'''

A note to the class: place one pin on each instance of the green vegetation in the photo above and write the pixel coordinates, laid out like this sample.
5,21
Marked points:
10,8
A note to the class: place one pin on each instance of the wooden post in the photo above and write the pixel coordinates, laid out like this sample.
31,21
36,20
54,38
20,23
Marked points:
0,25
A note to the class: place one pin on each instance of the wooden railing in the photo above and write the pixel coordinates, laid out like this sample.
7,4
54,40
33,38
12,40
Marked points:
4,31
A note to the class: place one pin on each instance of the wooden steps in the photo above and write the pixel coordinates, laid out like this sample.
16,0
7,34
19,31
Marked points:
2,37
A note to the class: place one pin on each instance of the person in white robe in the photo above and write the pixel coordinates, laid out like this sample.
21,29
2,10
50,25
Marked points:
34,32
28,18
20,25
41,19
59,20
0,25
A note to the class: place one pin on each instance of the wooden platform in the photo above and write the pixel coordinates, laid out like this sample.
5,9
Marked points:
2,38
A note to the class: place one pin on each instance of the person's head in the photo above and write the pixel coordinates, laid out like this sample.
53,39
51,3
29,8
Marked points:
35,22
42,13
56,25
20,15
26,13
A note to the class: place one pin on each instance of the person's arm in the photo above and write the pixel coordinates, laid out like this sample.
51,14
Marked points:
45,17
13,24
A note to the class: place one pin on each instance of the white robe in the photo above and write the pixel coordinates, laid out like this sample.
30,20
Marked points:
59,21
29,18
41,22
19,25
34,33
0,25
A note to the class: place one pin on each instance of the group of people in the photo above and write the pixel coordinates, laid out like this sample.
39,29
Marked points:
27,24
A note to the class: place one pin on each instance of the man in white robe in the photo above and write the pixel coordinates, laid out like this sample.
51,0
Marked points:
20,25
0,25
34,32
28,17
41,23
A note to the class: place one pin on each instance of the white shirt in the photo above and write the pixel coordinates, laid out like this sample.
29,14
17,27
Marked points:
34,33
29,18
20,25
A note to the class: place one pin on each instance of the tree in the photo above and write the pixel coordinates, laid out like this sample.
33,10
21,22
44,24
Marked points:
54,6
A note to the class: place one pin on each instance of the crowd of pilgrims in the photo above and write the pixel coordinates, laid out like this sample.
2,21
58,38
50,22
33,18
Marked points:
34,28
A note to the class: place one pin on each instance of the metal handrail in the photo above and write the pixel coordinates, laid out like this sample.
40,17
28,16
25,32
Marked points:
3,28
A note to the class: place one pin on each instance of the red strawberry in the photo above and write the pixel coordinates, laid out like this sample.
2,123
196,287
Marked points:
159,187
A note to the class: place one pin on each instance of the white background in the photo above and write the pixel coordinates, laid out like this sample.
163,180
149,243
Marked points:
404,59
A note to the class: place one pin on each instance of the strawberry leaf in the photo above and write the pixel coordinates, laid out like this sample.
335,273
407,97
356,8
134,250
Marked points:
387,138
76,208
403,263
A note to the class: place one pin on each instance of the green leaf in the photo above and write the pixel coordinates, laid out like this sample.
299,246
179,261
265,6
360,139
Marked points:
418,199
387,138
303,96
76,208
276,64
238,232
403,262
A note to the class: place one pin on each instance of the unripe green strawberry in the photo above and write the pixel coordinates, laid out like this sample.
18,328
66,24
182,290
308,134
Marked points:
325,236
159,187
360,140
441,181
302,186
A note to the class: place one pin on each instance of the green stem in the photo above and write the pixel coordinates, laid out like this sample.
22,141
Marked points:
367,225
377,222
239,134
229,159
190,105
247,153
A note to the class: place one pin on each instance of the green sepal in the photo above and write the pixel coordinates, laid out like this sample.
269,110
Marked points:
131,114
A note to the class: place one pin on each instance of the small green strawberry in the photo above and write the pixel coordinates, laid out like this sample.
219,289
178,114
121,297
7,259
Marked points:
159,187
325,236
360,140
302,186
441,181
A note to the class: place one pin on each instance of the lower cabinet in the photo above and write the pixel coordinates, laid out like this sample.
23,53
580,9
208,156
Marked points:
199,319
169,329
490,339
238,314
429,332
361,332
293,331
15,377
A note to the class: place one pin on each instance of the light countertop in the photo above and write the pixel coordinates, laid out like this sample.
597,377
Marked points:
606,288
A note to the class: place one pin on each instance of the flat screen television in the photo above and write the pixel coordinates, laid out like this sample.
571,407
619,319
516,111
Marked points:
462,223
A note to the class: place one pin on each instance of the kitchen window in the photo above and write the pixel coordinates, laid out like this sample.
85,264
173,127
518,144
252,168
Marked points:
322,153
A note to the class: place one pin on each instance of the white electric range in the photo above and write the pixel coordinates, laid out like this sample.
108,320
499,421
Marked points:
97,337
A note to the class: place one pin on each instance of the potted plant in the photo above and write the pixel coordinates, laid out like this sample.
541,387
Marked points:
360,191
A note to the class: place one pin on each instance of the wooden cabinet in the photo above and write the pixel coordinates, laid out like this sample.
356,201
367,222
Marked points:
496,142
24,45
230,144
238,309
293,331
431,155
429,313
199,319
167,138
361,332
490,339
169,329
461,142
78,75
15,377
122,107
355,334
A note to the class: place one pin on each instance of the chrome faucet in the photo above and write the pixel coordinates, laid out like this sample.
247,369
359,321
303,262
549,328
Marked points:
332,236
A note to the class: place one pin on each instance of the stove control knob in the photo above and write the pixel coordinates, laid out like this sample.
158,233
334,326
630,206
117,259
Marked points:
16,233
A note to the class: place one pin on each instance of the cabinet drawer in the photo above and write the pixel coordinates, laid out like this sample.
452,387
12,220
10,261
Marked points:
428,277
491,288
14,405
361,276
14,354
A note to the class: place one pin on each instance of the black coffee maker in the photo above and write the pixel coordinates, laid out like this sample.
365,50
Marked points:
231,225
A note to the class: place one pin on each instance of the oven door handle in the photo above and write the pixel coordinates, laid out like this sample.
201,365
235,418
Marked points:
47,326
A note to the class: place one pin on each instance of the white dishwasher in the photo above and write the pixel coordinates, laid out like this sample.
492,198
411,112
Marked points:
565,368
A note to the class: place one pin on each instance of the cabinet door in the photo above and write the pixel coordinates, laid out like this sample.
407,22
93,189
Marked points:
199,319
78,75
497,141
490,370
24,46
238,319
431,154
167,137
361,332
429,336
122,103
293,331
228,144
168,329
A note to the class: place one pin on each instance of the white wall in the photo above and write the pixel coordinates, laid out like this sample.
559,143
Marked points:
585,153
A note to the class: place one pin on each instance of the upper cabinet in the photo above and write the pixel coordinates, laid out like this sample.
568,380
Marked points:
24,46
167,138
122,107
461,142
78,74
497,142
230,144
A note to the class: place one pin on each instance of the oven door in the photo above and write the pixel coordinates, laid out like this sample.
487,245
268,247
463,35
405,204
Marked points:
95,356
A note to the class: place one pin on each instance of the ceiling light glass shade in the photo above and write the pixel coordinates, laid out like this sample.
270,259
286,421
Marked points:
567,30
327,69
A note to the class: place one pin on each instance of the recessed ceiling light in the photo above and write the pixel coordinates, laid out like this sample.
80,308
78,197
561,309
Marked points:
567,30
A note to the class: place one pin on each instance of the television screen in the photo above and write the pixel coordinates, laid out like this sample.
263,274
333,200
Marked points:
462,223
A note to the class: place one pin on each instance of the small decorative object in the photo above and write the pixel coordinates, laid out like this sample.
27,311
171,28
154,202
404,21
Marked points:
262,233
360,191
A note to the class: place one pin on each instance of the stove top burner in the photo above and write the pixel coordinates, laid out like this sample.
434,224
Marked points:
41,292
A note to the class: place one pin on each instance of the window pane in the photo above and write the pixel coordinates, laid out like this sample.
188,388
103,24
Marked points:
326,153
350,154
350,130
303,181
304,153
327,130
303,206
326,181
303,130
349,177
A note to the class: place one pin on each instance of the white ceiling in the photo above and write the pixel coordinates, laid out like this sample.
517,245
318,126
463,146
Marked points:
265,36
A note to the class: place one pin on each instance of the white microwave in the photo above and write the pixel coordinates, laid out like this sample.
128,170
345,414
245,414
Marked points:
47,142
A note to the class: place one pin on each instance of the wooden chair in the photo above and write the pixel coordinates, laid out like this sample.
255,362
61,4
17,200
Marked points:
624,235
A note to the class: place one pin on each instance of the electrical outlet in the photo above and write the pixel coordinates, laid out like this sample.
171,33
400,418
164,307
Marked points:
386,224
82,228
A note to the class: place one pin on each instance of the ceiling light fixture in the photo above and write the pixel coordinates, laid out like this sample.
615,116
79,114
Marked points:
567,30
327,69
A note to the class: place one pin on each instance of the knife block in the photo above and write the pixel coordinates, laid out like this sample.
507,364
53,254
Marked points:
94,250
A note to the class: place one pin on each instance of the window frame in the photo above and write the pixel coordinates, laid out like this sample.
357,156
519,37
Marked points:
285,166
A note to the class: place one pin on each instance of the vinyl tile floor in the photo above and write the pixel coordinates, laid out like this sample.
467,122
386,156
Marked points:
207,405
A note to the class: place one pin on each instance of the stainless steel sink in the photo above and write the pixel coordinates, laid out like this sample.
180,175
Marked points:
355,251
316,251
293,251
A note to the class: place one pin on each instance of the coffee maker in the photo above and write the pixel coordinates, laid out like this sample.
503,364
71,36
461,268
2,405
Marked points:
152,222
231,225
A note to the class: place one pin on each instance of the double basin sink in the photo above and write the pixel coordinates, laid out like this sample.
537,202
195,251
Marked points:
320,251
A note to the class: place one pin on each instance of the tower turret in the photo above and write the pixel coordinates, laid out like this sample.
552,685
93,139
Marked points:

'''

■ **WHAT IS NEEDED**:
Retype everything from the line containing "of the double" down to the end of the records, character for character.

■ **TASK RESULT**:
A note to the class: place one pin on each instance of the double basin sink in the photo above and write the pixel coordinates, laid out like this sample.
537,202
195,251
Marked points:
320,251
A note to the class: place one pin on each instance of the tower turret in the photo above and write the pixel coordinates, laid out like this sample.
552,685
93,139
Marked points:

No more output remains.